Task to complete — Extract every line starting at the line that contains "Target: car shadow on asphalt" and ending with the final line of the data, inclusive; give only those lines, word for word.

==== Records shown

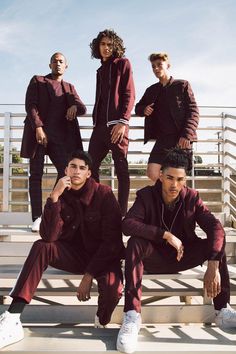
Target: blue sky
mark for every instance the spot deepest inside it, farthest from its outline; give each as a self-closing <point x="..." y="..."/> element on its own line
<point x="199" y="36"/>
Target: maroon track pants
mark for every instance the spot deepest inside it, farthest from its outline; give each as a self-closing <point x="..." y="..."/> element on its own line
<point x="69" y="258"/>
<point x="142" y="255"/>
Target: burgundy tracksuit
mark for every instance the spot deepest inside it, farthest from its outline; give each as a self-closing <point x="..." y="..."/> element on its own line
<point x="146" y="223"/>
<point x="80" y="233"/>
<point x="46" y="104"/>
<point x="115" y="95"/>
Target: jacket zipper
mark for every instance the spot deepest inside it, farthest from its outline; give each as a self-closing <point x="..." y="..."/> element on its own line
<point x="162" y="218"/>
<point x="99" y="95"/>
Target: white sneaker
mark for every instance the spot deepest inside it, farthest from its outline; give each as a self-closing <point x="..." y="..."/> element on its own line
<point x="226" y="318"/>
<point x="11" y="330"/>
<point x="97" y="324"/>
<point x="128" y="335"/>
<point x="36" y="224"/>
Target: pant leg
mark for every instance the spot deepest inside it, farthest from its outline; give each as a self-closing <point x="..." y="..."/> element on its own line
<point x="119" y="155"/>
<point x="110" y="286"/>
<point x="142" y="255"/>
<point x="98" y="149"/>
<point x="60" y="255"/>
<point x="35" y="182"/>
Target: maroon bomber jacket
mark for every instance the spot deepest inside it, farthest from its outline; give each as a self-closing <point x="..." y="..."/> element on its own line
<point x="144" y="219"/>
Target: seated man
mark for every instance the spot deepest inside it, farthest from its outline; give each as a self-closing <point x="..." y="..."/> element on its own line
<point x="161" y="224"/>
<point x="81" y="234"/>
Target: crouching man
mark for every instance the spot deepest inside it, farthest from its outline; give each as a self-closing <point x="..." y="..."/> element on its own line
<point x="162" y="224"/>
<point x="81" y="234"/>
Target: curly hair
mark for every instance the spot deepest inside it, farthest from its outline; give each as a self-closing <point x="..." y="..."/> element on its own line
<point x="178" y="158"/>
<point x="118" y="44"/>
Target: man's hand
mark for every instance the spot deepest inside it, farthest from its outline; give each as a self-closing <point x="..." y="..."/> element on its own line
<point x="176" y="243"/>
<point x="83" y="292"/>
<point x="71" y="112"/>
<point x="41" y="137"/>
<point x="62" y="184"/>
<point x="212" y="280"/>
<point x="148" y="110"/>
<point x="117" y="133"/>
<point x="184" y="143"/>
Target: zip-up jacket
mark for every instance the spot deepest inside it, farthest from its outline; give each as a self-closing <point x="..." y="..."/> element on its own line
<point x="121" y="94"/>
<point x="182" y="107"/>
<point x="145" y="219"/>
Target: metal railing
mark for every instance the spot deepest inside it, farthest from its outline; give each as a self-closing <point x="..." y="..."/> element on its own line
<point x="213" y="173"/>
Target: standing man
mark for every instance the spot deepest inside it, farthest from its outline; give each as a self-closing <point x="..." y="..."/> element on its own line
<point x="115" y="97"/>
<point x="171" y="114"/>
<point x="81" y="234"/>
<point x="51" y="127"/>
<point x="161" y="225"/>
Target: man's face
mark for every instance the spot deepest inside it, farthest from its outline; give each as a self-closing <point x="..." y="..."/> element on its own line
<point x="58" y="65"/>
<point x="173" y="180"/>
<point x="78" y="172"/>
<point x="160" y="68"/>
<point x="105" y="48"/>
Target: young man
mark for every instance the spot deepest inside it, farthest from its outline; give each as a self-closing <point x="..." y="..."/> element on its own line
<point x="81" y="234"/>
<point x="162" y="224"/>
<point x="51" y="127"/>
<point x="171" y="114"/>
<point x="112" y="110"/>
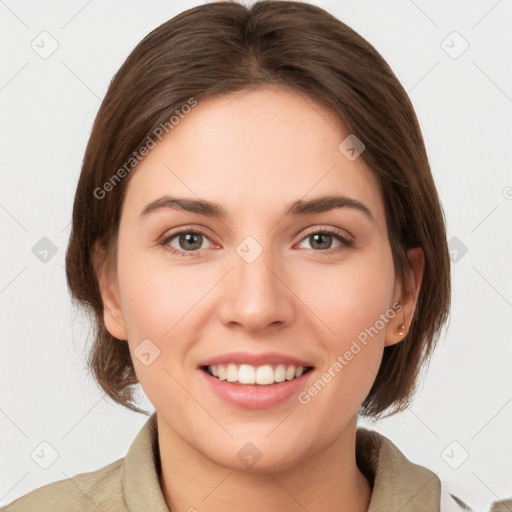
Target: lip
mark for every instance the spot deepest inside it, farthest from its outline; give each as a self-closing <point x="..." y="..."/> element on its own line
<point x="254" y="396"/>
<point x="272" y="358"/>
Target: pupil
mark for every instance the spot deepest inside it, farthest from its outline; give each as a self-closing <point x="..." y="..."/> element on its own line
<point x="189" y="238"/>
<point x="323" y="236"/>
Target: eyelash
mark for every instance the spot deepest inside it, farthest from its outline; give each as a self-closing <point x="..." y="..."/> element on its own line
<point x="347" y="243"/>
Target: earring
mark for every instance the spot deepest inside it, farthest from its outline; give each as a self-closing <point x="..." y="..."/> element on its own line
<point x="400" y="330"/>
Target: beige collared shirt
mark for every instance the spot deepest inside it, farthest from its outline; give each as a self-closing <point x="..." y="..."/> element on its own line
<point x="132" y="483"/>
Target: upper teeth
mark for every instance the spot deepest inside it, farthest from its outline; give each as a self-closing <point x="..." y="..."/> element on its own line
<point x="247" y="374"/>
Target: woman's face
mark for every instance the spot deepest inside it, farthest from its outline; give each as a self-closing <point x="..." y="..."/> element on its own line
<point x="260" y="289"/>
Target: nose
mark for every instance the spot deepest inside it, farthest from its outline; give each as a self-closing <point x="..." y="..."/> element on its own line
<point x="256" y="295"/>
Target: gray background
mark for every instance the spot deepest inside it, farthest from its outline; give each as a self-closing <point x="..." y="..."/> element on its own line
<point x="48" y="103"/>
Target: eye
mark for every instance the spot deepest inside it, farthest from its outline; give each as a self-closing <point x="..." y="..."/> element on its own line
<point x="321" y="240"/>
<point x="186" y="243"/>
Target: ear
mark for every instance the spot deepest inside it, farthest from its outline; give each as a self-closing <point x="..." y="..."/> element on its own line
<point x="406" y="294"/>
<point x="107" y="280"/>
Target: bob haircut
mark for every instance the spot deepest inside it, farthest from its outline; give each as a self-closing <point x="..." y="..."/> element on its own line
<point x="222" y="47"/>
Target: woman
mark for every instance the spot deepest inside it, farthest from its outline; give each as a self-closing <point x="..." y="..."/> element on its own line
<point x="259" y="238"/>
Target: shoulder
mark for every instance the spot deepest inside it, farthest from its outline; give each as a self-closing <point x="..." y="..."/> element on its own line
<point x="398" y="482"/>
<point x="92" y="491"/>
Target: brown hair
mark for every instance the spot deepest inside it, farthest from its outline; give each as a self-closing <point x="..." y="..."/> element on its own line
<point x="222" y="47"/>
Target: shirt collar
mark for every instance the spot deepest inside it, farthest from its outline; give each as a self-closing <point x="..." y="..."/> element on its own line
<point x="397" y="483"/>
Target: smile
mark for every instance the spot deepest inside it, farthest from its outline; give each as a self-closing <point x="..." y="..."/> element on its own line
<point x="264" y="375"/>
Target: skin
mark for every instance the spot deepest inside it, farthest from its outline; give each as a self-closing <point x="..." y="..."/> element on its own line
<point x="254" y="152"/>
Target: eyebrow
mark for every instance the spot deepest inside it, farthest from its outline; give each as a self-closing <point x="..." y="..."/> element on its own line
<point x="297" y="208"/>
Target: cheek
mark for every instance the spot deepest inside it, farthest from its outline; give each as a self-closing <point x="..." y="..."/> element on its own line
<point x="351" y="297"/>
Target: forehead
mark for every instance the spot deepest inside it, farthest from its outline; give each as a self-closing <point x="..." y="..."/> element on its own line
<point x="252" y="151"/>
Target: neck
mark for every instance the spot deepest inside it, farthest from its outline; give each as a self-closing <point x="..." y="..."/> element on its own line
<point x="329" y="480"/>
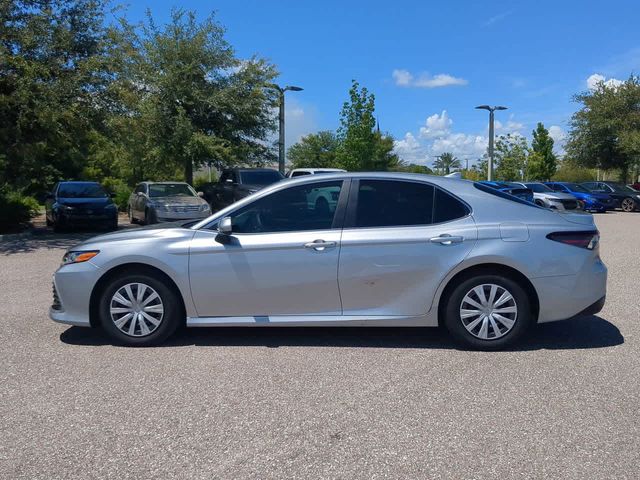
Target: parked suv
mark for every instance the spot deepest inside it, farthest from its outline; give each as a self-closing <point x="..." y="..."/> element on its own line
<point x="72" y="204"/>
<point x="545" y="197"/>
<point x="153" y="202"/>
<point x="237" y="183"/>
<point x="626" y="197"/>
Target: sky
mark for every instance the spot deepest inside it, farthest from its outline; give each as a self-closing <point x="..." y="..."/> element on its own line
<point x="429" y="63"/>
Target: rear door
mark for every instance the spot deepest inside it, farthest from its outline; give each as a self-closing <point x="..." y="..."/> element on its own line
<point x="400" y="239"/>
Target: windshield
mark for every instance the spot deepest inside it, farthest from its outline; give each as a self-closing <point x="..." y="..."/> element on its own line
<point x="260" y="177"/>
<point x="538" y="187"/>
<point x="171" y="190"/>
<point x="81" y="190"/>
<point x="574" y="187"/>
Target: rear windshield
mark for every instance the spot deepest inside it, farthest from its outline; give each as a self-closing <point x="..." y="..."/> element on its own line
<point x="264" y="177"/>
<point x="171" y="190"/>
<point x="504" y="195"/>
<point x="81" y="190"/>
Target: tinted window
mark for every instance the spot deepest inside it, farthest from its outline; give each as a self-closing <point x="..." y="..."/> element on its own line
<point x="304" y="207"/>
<point x="260" y="177"/>
<point x="81" y="190"/>
<point x="385" y="203"/>
<point x="171" y="190"/>
<point x="447" y="207"/>
<point x="504" y="195"/>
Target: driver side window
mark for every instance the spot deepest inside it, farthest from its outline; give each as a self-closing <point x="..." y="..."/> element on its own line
<point x="300" y="208"/>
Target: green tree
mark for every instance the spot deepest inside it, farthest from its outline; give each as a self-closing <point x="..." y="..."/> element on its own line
<point x="316" y="150"/>
<point x="445" y="162"/>
<point x="510" y="156"/>
<point x="202" y="102"/>
<point x="605" y="131"/>
<point x="545" y="162"/>
<point x="361" y="147"/>
<point x="55" y="67"/>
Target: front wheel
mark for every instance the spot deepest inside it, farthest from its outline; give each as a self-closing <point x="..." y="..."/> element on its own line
<point x="628" y="205"/>
<point x="488" y="312"/>
<point x="139" y="310"/>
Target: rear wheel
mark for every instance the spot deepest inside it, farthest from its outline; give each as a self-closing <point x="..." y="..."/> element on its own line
<point x="488" y="312"/>
<point x="139" y="310"/>
<point x="628" y="205"/>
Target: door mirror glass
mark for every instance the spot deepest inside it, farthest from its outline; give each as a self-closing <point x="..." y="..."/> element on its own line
<point x="224" y="226"/>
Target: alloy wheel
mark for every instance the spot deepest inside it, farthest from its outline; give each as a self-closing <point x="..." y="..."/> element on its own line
<point x="628" y="205"/>
<point x="488" y="311"/>
<point x="136" y="309"/>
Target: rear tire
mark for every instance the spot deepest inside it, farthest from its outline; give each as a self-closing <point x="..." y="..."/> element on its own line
<point x="500" y="322"/>
<point x="164" y="307"/>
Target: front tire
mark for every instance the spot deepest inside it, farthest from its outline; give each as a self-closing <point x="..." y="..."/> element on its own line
<point x="139" y="310"/>
<point x="488" y="312"/>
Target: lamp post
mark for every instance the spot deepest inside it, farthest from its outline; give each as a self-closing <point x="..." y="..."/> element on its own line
<point x="491" y="110"/>
<point x="281" y="91"/>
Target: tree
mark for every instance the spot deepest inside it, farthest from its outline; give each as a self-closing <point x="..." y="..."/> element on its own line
<point x="202" y="102"/>
<point x="361" y="147"/>
<point x="446" y="162"/>
<point x="510" y="157"/>
<point x="605" y="131"/>
<point x="316" y="150"/>
<point x="544" y="163"/>
<point x="55" y="67"/>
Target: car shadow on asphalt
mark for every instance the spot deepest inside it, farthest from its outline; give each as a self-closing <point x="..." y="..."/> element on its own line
<point x="585" y="333"/>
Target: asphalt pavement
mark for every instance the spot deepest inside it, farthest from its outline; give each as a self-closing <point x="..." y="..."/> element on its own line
<point x="318" y="403"/>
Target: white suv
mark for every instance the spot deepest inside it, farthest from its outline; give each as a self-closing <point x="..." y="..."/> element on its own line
<point x="298" y="172"/>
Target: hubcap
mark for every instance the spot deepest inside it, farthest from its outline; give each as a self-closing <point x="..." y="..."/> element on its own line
<point x="136" y="309"/>
<point x="488" y="311"/>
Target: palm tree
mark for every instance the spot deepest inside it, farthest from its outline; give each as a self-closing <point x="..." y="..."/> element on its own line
<point x="446" y="162"/>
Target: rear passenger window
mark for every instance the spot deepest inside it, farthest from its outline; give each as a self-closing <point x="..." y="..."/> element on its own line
<point x="386" y="203"/>
<point x="448" y="208"/>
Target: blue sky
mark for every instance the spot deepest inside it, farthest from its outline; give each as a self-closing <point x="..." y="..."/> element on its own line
<point x="429" y="63"/>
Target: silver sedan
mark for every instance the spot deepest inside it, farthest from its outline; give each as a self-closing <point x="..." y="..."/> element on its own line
<point x="393" y="250"/>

========

Solution to this problem —
Target: car shadow on asphalt
mark for every instance the spot deepest inside it, farthest from its outline; give each as a self-closing <point x="..." y="..."/> element on its own line
<point x="585" y="333"/>
Target: asphalt pavement
mark for every instance the spot deepest inside it, farthest from its outline; give each as a self-closing <point x="..." y="..."/> element on its own line
<point x="318" y="403"/>
Target: white suv
mark for every instance the spot deepest inside it, farthest from its outline; give each as a self-closing <point x="..." y="..."/> element on its own line
<point x="298" y="172"/>
Target: hubcap
mark for every instance the spot deepest inside it, farthest from its outline; give each as a self-closing <point x="..." y="..."/> element on its own line
<point x="136" y="309"/>
<point x="488" y="311"/>
Target: palm tree
mark for every instance the spot deepest inside it, farthest from its outline; give each as a self-closing <point x="..." y="..."/> element on its own line
<point x="446" y="162"/>
Target: rear passenger window
mark for every instance the spot deepest inside it, farthest from its outline; give each as a self-closing <point x="..." y="..."/> element on its own line
<point x="386" y="203"/>
<point x="448" y="208"/>
Target: blue sky
mark for every instance the spot deepest inside it, farthest from its outline; give each as a self-closing <point x="..." y="..."/> element on its own line
<point x="429" y="63"/>
Target: silver sedan
mark for every instance the spot deepest inside it, farthest from its outline; give each as a self-closing <point x="..." y="..."/> element on its own line
<point x="393" y="250"/>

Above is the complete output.